Required task: Reproduce each of the records below word for word, leaving none out.

Task input:
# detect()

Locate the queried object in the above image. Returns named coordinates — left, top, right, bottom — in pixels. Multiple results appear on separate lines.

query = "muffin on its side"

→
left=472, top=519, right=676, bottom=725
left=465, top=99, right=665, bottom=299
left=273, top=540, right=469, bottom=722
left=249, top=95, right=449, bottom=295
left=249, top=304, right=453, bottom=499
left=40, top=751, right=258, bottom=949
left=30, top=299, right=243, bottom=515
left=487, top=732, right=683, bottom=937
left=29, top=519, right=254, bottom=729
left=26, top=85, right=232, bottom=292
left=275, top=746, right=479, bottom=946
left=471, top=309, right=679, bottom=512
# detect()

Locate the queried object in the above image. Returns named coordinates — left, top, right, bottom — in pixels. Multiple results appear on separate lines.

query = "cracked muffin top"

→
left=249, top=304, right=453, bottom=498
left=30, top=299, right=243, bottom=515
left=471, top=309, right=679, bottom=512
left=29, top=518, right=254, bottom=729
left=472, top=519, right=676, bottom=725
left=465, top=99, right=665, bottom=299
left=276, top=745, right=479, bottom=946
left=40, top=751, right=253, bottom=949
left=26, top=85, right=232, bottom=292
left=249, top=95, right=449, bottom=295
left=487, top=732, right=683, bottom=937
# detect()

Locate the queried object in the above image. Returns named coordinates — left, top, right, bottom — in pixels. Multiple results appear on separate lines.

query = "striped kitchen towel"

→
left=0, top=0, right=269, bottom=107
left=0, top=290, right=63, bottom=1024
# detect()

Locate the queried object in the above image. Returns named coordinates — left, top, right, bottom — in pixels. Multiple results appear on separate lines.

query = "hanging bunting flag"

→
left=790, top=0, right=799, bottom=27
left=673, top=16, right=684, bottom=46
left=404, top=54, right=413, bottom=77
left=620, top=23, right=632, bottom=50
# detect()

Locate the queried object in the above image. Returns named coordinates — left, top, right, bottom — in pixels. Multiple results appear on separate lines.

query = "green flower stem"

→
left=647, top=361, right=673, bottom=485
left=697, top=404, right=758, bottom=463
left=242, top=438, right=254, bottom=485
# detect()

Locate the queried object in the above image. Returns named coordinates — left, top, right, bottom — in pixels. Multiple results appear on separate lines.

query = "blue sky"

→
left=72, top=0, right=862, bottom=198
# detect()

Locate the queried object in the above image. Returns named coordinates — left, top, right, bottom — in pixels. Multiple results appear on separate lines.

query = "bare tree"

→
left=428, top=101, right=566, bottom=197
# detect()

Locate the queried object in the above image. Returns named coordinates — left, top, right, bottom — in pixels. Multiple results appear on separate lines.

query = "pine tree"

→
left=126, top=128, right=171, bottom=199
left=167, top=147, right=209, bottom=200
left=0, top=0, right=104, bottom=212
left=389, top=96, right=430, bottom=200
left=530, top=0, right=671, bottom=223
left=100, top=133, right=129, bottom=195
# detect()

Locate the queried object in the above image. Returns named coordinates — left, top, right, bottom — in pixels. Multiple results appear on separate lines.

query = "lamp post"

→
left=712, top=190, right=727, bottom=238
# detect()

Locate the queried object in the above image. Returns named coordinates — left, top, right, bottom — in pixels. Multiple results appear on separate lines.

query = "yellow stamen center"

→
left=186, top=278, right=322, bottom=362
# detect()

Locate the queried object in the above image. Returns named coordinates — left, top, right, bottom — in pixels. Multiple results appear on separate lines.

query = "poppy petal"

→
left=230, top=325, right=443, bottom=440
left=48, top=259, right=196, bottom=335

The completed task:
# detect()

Locate the queried object in the above image. Returns named coordinates — left, top, right, bottom — in pixels. Multiple results appear on separate lines.

query = "muffin on its side"

→
left=472, top=519, right=676, bottom=725
left=465, top=99, right=665, bottom=299
left=273, top=540, right=469, bottom=722
left=249, top=95, right=449, bottom=295
left=249, top=304, right=453, bottom=499
left=40, top=751, right=258, bottom=949
left=30, top=299, right=243, bottom=515
left=487, top=732, right=683, bottom=937
left=29, top=519, right=254, bottom=729
left=26, top=85, right=232, bottom=292
left=275, top=746, right=479, bottom=946
left=471, top=309, right=679, bottom=512
# detect()

Locate the queried object in the above image. Returns named coordinates — left, top, right, bottom — in pixels. Multiple results appear on separate lines.

query = "cracked muffin top"

→
left=249, top=304, right=453, bottom=498
left=30, top=299, right=243, bottom=515
left=471, top=309, right=679, bottom=512
left=29, top=518, right=254, bottom=729
left=472, top=519, right=676, bottom=725
left=465, top=99, right=665, bottom=299
left=276, top=745, right=479, bottom=946
left=40, top=751, right=253, bottom=949
left=26, top=85, right=232, bottom=292
left=249, top=95, right=449, bottom=295
left=487, top=732, right=683, bottom=937
# detect()

Locate the queried object in the above image. Returns named coordinates — left, top, right, bottom — in pixels. Multiple results appear on separate lines.

query = "striped kitchen towel"

→
left=0, top=0, right=269, bottom=107
left=0, top=290, right=63, bottom=1024
# detect()

Locate the queried object in the above image. Returns named coordinates — left, top, right, bottom — in pixels. Multiple results appear on separate lines.

query = "hanging bunting flag"

→
left=790, top=0, right=799, bottom=27
left=673, top=16, right=684, bottom=46
left=404, top=54, right=413, bottom=77
left=620, top=23, right=632, bottom=50
# detect()

Locate the queried object in the above image. Returns named coordinates — left, top, right, bottom — in pixels. Multiple results appear on separate lines.

query = "green flower stem"

→
left=647, top=361, right=673, bottom=485
left=697, top=404, right=758, bottom=463
left=242, top=438, right=254, bottom=485
# detect()

Locate the queried object in the above image. Returns named coordinates — left, top, right, bottom — in pixels. Multiple results appear on separate lines.

query = "blue sky"

→
left=72, top=0, right=862, bottom=198
# detect()

Locate the queried object in the above image. Returns named coordinates — left, top, right, bottom — in pixels. Multiple results appear on separate lines.

query = "bare tree"

→
left=428, top=101, right=566, bottom=197
# detect()

Locate the queried object in the above image. Returns named coordinates — left, top, right, bottom — in pixels. Multiple results appear on separate lines.

query = "pine tree"

→
left=126, top=128, right=171, bottom=199
left=167, top=147, right=209, bottom=200
left=0, top=0, right=104, bottom=212
left=389, top=96, right=430, bottom=200
left=530, top=0, right=671, bottom=223
left=100, top=133, right=129, bottom=195
# detect()

Locate the queried object in the above image. Returns named coordinates — left, top, right, bottom — in pixels. Multiple results appear on separate lines.

query = "lamp post"

→
left=712, top=190, right=727, bottom=238
# detect()

Locate the queried object in the above image. Returns named coordinates — left, top, right, bottom — in pixels. Multiple results appear on separate lines.

query = "yellow stamen center"

→
left=186, top=278, right=322, bottom=362
# detect()

Locate the queried object in the above image. Returns named coordinates — left, top, right, bottom — in pixels. Multiple results appear on separate lines.

query = "poppy petal"

→
left=230, top=325, right=443, bottom=440
left=48, top=259, right=196, bottom=335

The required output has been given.